## start EXERCISE INPUTS

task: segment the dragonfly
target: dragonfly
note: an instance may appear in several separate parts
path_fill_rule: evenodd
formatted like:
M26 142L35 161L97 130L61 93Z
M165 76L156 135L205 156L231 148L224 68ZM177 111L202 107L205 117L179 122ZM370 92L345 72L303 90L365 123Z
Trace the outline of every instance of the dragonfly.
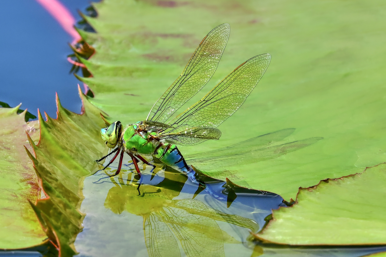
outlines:
M192 146L208 139L218 139L221 132L217 127L241 106L271 61L271 55L264 54L244 62L202 99L171 119L212 77L226 46L230 32L229 25L224 24L204 38L181 75L156 102L146 119L124 128L120 121L116 121L102 129L103 141L109 148L115 149L96 161L115 154L100 170L108 167L120 153L118 168L109 176L119 174L125 153L131 158L140 176L138 165L140 161L155 168L142 156L151 156L187 175L192 181L198 182L197 174L187 164L177 145Z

## end EXERCISE INPUTS

■ STATED PROBLEM:
Copy out the entry above line for line and character for character, omitting the picture.

■ TASK RESPONSE:
task: segment the dragonfly
target: dragonfly
note: an instance may appear in several separate parts
path_fill_rule: evenodd
formatted like:
M26 142L35 161L97 130L61 93Z
M165 76L156 135L205 156L231 148L224 68ZM177 111L202 107L205 117L179 122ZM370 92L345 72L303 90L365 123Z
Trace the outline of every instance of the dragonfly.
outlines:
M192 146L208 139L218 139L221 132L217 127L241 106L271 61L271 55L264 54L244 62L202 99L171 119L212 77L226 46L230 32L229 25L224 24L204 38L181 75L156 102L146 119L124 128L120 121L116 121L102 129L103 141L109 148L115 149L96 161L115 154L100 170L108 167L120 153L118 168L109 176L119 174L125 153L131 158L140 176L138 165L140 161L155 168L142 156L151 156L187 175L192 181L198 182L197 174L187 164L177 145Z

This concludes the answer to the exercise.